- **Exercise**: If a line of the records contains the word "trace", list it.

(Excerpts from a dataset)
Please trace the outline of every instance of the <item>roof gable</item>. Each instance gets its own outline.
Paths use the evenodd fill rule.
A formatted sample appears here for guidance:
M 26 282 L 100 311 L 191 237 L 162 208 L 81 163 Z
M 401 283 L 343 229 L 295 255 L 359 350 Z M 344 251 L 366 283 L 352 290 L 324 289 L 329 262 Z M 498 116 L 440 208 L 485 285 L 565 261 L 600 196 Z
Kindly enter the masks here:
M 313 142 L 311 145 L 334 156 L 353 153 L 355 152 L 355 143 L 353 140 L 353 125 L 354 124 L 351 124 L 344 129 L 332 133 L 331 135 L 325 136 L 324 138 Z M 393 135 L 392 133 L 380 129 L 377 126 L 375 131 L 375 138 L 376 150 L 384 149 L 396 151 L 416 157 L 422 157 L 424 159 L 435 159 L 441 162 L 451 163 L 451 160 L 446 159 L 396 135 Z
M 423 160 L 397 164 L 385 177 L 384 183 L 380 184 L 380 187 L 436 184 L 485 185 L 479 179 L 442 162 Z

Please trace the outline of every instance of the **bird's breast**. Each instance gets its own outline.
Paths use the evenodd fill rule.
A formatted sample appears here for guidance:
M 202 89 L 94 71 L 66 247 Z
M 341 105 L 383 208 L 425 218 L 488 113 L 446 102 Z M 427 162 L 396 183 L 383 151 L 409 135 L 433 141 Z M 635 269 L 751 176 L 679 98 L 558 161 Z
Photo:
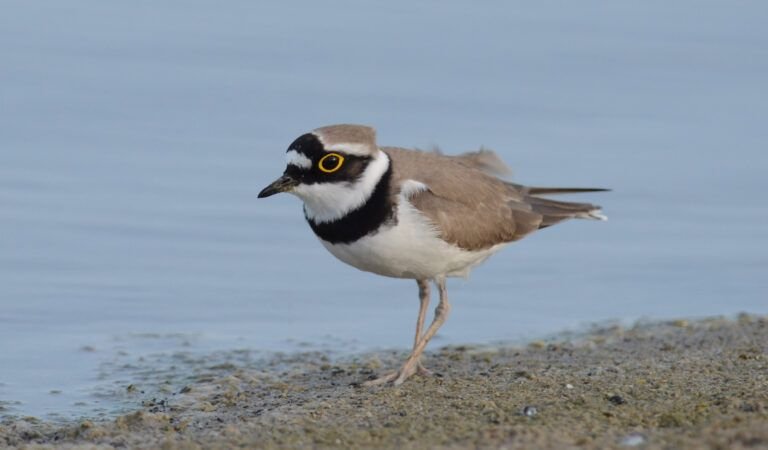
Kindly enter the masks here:
M 395 278 L 465 276 L 497 250 L 468 251 L 445 242 L 429 219 L 406 200 L 396 205 L 394 220 L 354 241 L 332 242 L 319 237 L 341 261 Z

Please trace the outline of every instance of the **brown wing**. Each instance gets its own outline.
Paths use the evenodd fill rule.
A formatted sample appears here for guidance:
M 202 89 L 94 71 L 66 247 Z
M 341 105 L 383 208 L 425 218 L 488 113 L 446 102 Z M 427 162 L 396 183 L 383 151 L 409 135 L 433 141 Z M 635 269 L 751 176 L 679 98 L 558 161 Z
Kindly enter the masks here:
M 437 226 L 446 242 L 468 250 L 514 241 L 537 230 L 544 218 L 525 196 L 504 181 L 487 175 L 460 157 L 392 147 L 382 148 L 392 160 L 392 195 L 408 179 L 429 190 L 411 203 Z
M 504 164 L 499 155 L 487 148 L 480 147 L 480 150 L 475 152 L 462 153 L 456 156 L 449 156 L 449 158 L 455 159 L 465 166 L 485 172 L 487 175 L 503 177 L 512 174 L 512 170 Z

- **Answer section**:
Please trace the outline of every instance of the <item>roof gable</item>. Each instance gets its own outline.
Please trace the outline of every instance of the **bird's breast**. Each instance gets its own outline.
Please trace the outline of every instance of the **brown wing**. Each instance gets its own outline.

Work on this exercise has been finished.